» WHAT TO WORK ON:
What lines in the data below mention the string "octagonal"? Copy them out.

» SOURCE DATA:
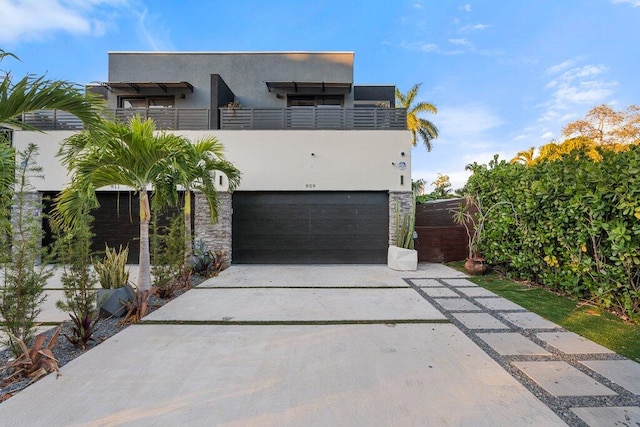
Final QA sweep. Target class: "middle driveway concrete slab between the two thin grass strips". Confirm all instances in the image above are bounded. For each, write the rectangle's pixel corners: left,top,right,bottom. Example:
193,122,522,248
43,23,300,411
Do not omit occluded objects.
145,288,445,321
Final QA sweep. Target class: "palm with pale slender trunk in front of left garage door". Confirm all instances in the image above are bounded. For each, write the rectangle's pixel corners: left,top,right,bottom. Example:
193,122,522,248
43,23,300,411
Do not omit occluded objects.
53,117,238,291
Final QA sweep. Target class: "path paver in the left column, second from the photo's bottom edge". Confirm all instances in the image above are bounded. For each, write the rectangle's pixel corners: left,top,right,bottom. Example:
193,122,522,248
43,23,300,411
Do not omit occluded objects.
513,361,616,396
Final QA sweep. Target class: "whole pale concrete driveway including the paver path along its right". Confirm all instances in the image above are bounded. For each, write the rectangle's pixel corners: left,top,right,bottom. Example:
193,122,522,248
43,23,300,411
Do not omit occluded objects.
0,264,640,426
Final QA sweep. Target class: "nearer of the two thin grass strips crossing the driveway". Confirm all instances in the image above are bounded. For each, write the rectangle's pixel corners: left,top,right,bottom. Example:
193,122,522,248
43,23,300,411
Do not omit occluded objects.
134,319,451,326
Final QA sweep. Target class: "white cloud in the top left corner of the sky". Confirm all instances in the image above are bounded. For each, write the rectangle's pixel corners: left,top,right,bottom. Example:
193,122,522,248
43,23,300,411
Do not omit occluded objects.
0,0,128,43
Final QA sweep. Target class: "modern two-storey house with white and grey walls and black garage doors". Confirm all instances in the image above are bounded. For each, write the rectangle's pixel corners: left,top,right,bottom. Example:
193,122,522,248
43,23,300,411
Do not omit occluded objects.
12,52,411,263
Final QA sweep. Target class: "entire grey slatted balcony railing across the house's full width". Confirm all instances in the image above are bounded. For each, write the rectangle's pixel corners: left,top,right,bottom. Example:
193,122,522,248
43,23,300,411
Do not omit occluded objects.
22,107,407,130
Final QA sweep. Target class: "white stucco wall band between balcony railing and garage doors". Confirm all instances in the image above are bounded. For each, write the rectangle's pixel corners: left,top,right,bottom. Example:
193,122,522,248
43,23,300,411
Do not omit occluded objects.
14,130,411,191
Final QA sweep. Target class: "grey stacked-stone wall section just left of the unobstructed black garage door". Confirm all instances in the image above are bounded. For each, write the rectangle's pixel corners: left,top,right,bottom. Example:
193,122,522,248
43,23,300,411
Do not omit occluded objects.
193,192,232,262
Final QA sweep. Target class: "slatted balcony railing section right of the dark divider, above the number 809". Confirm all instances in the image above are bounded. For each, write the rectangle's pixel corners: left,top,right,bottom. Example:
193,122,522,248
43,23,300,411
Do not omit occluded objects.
220,107,407,130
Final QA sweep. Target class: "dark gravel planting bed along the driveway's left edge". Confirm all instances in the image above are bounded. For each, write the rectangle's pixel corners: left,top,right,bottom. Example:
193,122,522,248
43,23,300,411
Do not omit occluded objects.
0,276,205,405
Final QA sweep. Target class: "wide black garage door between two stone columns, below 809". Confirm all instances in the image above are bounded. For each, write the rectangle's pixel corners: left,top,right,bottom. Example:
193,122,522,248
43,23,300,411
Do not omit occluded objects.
232,192,389,264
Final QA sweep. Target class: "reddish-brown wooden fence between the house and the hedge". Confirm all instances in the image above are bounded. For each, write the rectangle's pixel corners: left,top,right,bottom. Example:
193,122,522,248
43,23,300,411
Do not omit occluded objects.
416,199,468,262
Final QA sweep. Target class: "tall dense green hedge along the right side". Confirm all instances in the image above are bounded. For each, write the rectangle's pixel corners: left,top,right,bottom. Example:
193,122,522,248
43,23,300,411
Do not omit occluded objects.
465,145,640,319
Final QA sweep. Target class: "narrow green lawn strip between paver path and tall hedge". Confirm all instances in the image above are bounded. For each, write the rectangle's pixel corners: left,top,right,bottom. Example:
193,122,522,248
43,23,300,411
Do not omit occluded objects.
449,263,640,362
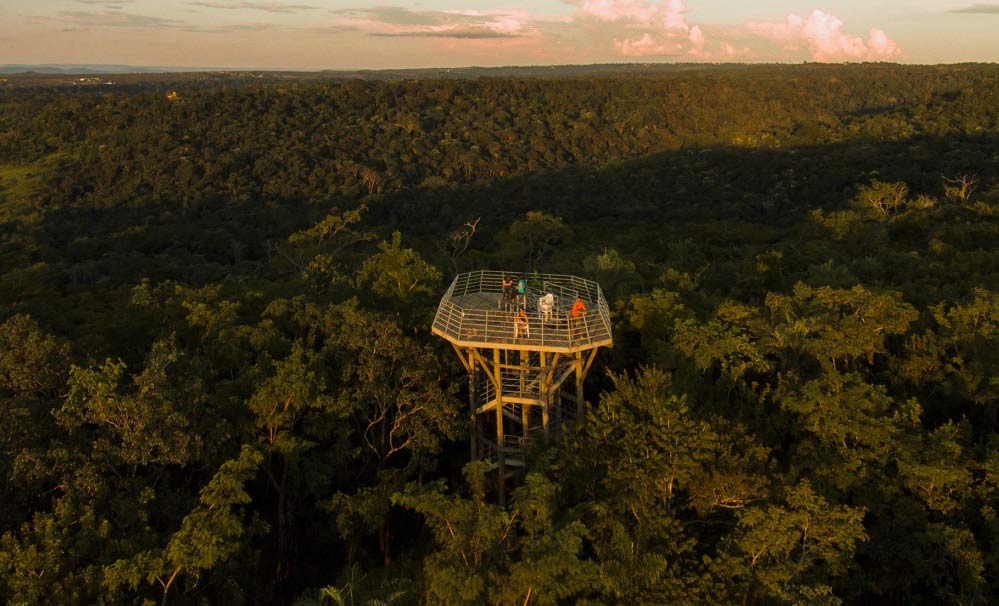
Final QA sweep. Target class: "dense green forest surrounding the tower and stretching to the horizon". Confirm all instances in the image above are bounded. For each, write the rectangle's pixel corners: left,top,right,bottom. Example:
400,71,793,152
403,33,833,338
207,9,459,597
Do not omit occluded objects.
0,65,999,606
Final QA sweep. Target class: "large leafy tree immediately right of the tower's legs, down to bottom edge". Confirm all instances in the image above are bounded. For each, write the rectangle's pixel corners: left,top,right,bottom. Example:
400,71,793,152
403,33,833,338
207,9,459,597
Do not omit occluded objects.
559,368,769,603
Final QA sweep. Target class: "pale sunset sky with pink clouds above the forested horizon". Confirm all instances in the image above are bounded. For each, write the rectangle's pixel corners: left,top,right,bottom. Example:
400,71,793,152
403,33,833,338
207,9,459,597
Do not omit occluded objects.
0,0,999,69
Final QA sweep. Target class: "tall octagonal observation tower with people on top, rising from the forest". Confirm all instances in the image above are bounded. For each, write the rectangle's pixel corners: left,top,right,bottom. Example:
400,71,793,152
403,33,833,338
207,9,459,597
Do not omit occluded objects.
433,271,613,501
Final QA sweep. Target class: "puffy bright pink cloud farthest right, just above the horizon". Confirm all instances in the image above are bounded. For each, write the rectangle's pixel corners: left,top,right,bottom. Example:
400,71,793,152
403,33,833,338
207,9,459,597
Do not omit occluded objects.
746,10,903,62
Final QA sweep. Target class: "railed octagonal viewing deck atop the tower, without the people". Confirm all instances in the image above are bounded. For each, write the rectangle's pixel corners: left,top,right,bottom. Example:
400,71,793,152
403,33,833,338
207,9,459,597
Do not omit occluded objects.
433,270,613,353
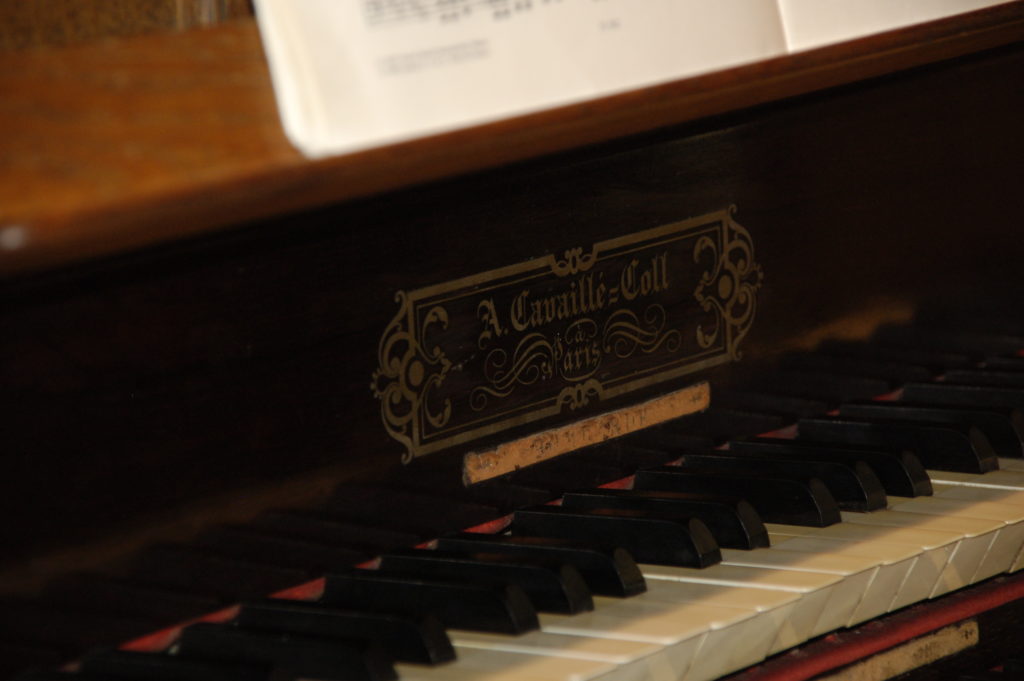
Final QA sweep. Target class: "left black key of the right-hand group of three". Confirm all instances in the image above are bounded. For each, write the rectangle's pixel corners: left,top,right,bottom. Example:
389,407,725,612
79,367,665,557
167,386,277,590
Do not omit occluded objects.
633,466,840,527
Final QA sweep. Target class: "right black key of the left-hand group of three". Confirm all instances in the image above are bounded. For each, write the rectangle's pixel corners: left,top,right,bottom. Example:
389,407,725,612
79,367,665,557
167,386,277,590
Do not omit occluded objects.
437,533,647,598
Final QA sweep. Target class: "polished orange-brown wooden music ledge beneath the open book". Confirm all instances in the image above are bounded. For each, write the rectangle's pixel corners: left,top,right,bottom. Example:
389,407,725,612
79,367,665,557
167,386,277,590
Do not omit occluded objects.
0,1,1024,275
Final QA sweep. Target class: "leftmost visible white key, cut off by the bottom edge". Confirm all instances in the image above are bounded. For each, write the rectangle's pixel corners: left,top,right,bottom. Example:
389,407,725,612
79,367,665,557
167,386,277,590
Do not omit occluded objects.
394,646,622,681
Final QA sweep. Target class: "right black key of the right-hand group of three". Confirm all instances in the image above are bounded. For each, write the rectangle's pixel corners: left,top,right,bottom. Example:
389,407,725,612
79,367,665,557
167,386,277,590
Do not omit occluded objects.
729,437,932,497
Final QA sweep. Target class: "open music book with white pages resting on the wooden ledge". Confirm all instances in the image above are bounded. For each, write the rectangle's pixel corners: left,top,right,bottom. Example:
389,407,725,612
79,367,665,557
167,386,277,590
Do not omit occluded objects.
255,0,1006,157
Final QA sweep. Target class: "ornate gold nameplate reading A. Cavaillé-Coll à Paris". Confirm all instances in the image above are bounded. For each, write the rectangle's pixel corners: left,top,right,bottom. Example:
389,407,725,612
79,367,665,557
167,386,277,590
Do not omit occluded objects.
371,208,763,462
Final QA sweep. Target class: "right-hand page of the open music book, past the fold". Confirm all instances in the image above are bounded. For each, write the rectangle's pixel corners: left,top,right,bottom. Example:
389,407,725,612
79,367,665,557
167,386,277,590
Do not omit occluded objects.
778,0,1009,51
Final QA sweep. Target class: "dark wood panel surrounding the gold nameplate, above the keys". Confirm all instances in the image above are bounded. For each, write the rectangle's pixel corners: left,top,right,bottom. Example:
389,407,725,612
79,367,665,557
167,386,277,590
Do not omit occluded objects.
0,42,1024,560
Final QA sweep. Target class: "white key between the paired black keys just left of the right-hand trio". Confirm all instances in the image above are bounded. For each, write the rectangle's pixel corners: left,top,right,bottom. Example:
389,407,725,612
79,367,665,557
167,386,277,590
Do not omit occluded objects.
722,545,905,627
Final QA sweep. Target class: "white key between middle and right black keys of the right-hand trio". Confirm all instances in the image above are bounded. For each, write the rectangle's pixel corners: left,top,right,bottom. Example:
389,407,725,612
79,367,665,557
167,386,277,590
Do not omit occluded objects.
892,497,1024,582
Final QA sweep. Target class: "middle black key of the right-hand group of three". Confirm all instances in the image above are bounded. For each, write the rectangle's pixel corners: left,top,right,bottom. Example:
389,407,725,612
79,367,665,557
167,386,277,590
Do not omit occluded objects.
680,451,886,512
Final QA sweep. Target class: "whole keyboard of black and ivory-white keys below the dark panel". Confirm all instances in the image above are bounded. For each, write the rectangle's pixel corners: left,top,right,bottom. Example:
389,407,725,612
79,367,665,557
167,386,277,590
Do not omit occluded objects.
9,327,1024,681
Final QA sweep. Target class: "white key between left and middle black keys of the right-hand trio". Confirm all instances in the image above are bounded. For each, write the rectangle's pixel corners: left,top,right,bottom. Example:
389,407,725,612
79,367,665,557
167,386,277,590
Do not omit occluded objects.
842,511,1005,598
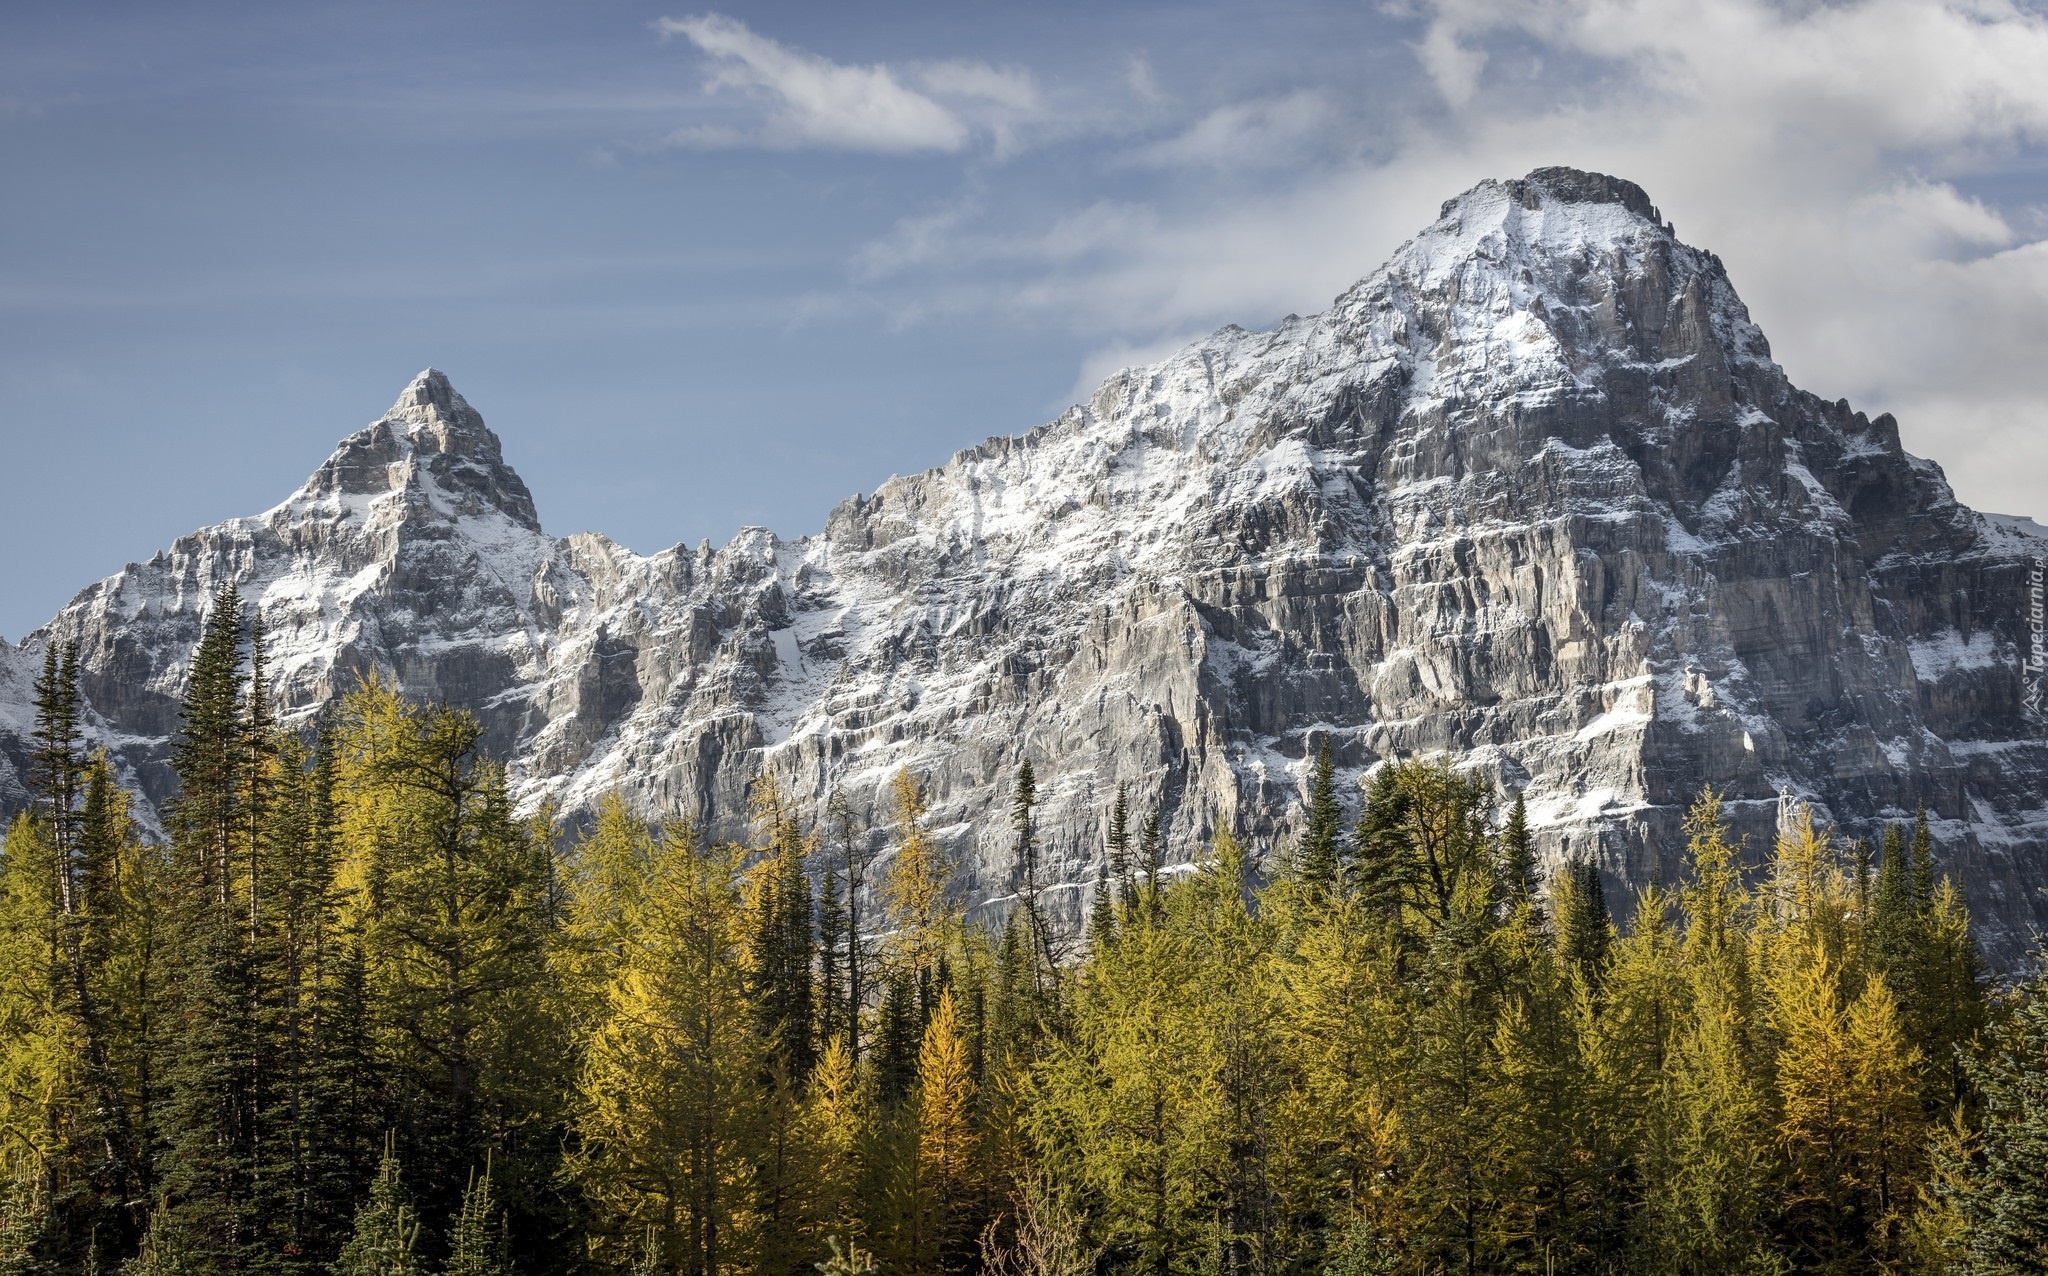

» EXPECTED ANSWER:
Final QA sweep. Target class: "tall octagonal observation tower with people on top, rising from the forest". Confirm all instances in the image above are bounded. For each, write the rectangle's pixel corners: left,top,right,bottom. Example:
Final QA sweep. Target class: "railed octagonal viewing deck atop the tower, without the people". Confirm all instances in the image above are bounded. For each, write the rectangle's pixel corners: left,top,right,bottom. Example:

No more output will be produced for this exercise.